> _What to do_:
[1] From the Boxhole crater text, list every measurement stated with a unit of distance or mass.
[2] Translate this sentence from the text on the Boxhole crater into Spanish: "It was the second impact crater to be described in Australia, after Henbury."
[3] Carry on the text about the Boxhole crater from its last sentence.

[begin Provided text]

Boxhole is a young impact crater located approximately 180 km (265 km by road) north-east of Alice Springs in the Northern Territory, Australia. It is 170 metres in diameter and its age is estimated to be 5,400 ± 1,500 years based on the cosmogenic 14C terrestrial age of the meteorite, placing it in the Holocene. The crater is exposed to the surface.

Description 
In 1937 Joe Webb, a shearer at Boxhole sheep station, took geologist Cecil Madigan to examine the crater. Madigan discovered nickel-bearing metallic fragments and iron shale-balls similar to those found at Henbury to the south of Alice Springs.  It was the second impact crater to be described in Australia, after Henbury.
A later search found additional meteoritic metal including an iron mass of 181 pounds (82 kg) , now in the Natural History Museum, London.

[end Provided text]
[begin Stored rows]

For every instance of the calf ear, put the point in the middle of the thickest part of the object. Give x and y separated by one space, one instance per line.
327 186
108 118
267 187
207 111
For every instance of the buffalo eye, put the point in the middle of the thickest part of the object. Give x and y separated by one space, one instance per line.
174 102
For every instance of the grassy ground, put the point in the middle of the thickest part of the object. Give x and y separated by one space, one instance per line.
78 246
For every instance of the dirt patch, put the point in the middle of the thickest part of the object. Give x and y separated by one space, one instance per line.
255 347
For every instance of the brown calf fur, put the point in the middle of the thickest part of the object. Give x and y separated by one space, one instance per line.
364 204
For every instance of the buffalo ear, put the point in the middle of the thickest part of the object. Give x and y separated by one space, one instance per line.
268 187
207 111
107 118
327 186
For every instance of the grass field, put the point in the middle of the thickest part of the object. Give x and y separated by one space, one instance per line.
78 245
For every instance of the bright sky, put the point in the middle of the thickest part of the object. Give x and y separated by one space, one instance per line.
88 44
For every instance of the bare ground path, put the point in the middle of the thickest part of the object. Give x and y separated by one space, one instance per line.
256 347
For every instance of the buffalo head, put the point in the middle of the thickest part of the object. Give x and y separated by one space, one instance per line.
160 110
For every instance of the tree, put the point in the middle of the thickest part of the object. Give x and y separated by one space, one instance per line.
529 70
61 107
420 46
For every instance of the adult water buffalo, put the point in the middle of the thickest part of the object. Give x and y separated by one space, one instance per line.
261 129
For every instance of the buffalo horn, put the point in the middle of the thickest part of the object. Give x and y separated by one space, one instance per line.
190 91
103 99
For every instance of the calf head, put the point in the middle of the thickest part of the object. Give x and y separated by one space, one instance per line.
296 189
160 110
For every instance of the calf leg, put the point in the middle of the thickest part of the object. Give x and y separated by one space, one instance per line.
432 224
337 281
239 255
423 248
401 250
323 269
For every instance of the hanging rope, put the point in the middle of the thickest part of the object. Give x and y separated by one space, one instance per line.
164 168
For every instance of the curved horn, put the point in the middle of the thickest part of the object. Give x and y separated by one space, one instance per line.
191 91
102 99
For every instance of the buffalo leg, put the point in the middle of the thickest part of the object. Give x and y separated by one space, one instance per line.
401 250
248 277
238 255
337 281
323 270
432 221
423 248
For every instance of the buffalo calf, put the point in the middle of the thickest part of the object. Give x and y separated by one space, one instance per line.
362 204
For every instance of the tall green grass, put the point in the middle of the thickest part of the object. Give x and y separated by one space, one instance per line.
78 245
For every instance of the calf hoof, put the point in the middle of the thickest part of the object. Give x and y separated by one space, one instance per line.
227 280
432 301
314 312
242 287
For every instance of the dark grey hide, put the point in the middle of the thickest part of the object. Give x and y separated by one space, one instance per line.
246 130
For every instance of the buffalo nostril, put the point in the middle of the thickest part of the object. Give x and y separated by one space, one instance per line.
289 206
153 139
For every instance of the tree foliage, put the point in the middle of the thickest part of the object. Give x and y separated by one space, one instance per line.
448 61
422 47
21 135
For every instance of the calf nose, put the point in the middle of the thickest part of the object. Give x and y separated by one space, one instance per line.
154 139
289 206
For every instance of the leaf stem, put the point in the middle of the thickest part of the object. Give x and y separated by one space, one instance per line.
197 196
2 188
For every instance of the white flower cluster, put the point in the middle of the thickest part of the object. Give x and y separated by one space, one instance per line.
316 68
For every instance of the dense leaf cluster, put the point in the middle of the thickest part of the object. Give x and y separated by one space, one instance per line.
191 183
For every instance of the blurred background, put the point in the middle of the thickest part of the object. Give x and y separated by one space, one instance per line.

[end Stored rows]

> _Expected answers_:
[1]
180 km
265 km
170 metres
181 pounds
82 kg

[2] Fue el segundo cráter de impacto descrito en Australia, después de Henbury.

[3]
See also

List of impact craters in Australia

References

Further reading 
 Cassidy, W. A., Descriptions and topographic maps of the Wolf Creek and Boxhole craters, Australia (abstract). French, B.M. and Short, N.M., eds., Shock Metamorphism of Natural Materials, Mono Book Corp., Baltimore, MD, p. 623. 1968
 Shoemaker, E. M., Roddy, D.J., Shoemaker, C.S. and Roddy,J.K., The Boxhole meteorite crater, Northern territory, Australia (abstract). Lunar and Planetary Science XIX, pp. 1081–1082. 1988

External links 
 Particles around Boxhole meteorite crater.
 Natural History Museum (Boxhole Meteorite)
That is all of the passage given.